• [WORK REQUEST] Count the lines below containing "front". Number only.

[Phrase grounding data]
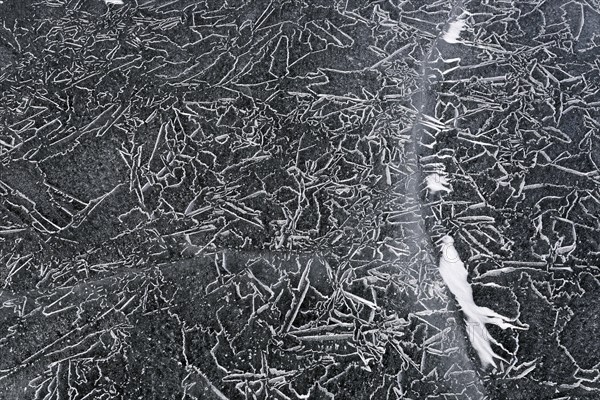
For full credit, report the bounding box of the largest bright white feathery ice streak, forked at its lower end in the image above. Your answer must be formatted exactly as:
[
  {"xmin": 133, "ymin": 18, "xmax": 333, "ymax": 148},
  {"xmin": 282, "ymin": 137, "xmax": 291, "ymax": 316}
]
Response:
[{"xmin": 439, "ymin": 236, "xmax": 524, "ymax": 367}]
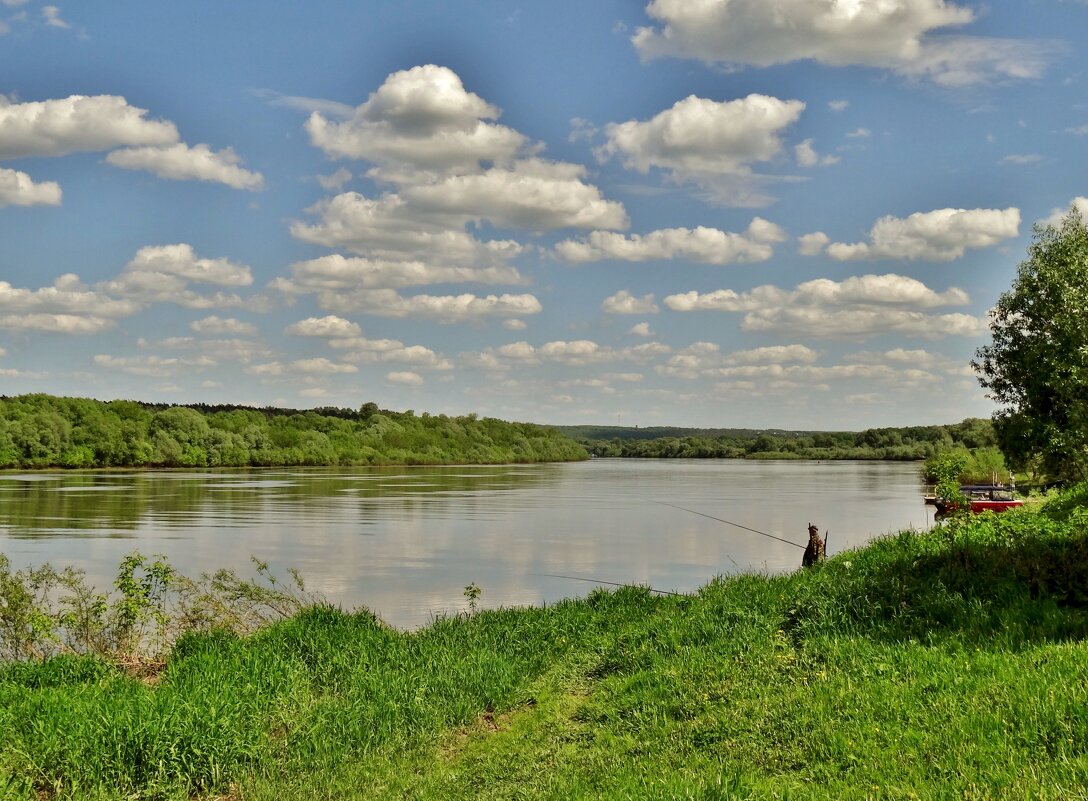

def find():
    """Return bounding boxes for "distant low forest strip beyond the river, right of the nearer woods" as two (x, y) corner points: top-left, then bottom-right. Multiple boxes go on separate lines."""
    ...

(556, 418), (997, 461)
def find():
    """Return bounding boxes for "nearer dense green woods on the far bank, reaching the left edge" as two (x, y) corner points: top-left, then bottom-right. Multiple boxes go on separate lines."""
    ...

(0, 394), (588, 468)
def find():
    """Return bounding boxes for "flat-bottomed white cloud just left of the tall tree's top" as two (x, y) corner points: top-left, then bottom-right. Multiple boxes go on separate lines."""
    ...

(827, 208), (1021, 261)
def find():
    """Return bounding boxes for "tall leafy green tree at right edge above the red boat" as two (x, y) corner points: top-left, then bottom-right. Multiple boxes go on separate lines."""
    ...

(972, 207), (1088, 480)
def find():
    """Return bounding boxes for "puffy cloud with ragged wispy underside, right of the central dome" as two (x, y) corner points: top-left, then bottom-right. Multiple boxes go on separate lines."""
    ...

(598, 94), (805, 206)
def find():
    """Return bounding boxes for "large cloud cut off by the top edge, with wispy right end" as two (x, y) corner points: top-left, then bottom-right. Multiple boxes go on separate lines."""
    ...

(632, 0), (1048, 85)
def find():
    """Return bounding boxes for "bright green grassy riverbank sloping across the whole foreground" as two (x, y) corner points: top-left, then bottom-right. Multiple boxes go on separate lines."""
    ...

(0, 491), (1088, 801)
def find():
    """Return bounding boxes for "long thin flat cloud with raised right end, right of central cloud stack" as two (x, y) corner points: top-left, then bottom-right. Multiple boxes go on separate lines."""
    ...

(555, 217), (786, 264)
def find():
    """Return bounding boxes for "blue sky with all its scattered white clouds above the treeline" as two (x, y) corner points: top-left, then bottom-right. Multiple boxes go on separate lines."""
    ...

(0, 0), (1088, 430)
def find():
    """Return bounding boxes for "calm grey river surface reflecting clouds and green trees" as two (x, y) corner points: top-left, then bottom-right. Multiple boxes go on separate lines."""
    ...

(0, 459), (932, 628)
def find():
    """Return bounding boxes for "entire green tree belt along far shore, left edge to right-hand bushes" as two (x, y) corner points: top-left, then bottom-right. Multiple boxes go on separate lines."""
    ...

(0, 394), (1006, 472)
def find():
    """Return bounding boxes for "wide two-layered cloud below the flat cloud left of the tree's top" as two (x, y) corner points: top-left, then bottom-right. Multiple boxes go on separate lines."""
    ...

(665, 273), (987, 338)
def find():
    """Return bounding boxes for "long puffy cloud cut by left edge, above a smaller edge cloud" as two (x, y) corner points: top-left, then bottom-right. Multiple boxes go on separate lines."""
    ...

(0, 95), (178, 159)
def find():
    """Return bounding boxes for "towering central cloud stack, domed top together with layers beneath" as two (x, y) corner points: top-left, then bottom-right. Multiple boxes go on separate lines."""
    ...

(292, 64), (628, 267)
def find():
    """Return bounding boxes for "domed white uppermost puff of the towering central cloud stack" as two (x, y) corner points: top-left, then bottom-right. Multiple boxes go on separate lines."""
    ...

(306, 64), (528, 172)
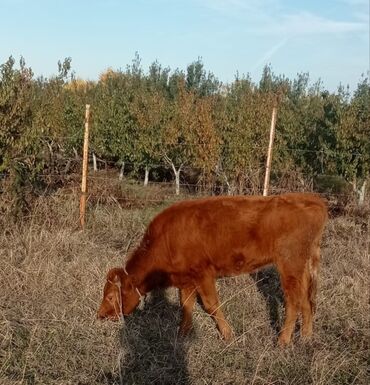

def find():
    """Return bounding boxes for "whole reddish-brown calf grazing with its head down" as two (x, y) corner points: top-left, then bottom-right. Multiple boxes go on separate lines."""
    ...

(98, 193), (327, 345)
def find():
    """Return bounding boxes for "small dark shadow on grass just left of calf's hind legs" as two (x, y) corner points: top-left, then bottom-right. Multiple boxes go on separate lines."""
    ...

(251, 267), (284, 335)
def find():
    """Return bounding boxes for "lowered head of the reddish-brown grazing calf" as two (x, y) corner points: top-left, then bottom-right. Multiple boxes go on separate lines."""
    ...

(98, 268), (140, 321)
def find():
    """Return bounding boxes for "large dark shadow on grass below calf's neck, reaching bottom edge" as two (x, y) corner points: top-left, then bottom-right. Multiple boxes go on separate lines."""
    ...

(112, 290), (189, 385)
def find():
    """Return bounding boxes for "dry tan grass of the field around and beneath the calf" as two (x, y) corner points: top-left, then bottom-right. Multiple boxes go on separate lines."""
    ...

(0, 190), (369, 385)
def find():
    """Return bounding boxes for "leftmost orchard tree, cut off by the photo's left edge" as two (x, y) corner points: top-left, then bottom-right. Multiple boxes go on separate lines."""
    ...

(0, 57), (38, 214)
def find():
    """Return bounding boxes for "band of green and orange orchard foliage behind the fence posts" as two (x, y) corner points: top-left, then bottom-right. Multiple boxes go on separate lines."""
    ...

(0, 54), (370, 207)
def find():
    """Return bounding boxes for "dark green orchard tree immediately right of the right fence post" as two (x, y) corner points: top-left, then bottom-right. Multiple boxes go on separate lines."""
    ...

(274, 73), (342, 187)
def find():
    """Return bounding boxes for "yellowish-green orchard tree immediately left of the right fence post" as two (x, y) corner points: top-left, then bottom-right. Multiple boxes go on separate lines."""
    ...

(218, 77), (273, 194)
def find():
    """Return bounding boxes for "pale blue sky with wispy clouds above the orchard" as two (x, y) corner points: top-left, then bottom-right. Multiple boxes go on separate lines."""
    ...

(0, 0), (369, 90)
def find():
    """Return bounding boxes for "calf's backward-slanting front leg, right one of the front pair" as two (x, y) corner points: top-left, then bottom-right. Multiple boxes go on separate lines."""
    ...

(198, 277), (233, 341)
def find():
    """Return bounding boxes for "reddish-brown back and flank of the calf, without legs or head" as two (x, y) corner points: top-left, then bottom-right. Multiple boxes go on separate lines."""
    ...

(146, 194), (327, 275)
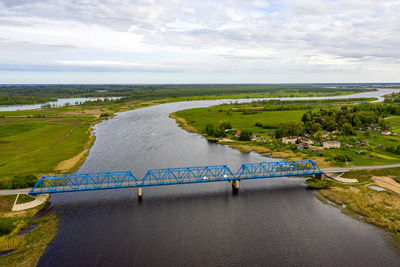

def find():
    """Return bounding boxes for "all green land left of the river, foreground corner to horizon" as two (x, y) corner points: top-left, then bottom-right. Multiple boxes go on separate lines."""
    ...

(0, 85), (376, 266)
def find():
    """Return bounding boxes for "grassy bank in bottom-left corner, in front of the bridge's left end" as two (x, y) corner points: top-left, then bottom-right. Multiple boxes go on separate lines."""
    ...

(0, 195), (59, 266)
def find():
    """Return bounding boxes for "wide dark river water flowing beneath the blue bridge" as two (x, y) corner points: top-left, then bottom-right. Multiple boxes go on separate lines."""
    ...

(39, 91), (400, 266)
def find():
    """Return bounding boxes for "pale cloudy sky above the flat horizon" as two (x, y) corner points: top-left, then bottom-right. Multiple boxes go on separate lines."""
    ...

(0, 0), (400, 83)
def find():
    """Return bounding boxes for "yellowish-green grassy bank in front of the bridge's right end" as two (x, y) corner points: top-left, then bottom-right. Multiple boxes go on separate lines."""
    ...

(307, 168), (400, 238)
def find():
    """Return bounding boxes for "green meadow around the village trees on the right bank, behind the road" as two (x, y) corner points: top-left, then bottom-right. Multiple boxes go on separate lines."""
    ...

(171, 101), (400, 167)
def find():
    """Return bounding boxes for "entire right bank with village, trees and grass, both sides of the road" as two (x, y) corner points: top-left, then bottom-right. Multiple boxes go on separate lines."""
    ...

(171, 94), (400, 244)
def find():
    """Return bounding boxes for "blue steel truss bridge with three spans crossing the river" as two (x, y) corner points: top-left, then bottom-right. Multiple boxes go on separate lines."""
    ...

(29, 160), (323, 197)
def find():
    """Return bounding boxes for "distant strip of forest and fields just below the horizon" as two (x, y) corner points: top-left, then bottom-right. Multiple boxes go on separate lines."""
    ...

(0, 84), (376, 105)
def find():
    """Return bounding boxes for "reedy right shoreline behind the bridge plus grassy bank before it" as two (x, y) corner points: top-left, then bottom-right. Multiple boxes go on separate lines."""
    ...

(170, 109), (400, 247)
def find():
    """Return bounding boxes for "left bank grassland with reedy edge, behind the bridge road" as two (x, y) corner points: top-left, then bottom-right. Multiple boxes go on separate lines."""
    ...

(0, 98), (165, 188)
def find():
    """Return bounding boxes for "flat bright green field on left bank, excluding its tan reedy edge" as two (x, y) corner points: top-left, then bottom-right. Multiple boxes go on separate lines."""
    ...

(0, 116), (92, 176)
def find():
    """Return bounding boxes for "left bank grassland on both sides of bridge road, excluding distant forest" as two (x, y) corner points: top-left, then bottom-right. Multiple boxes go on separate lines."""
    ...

(0, 95), (169, 266)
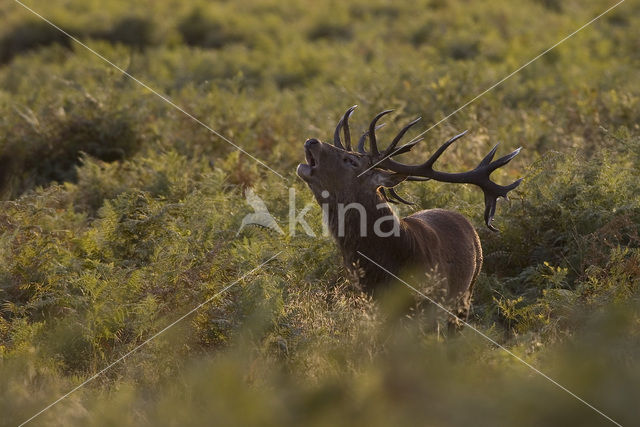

• [WRITTEN SOLUTION] 3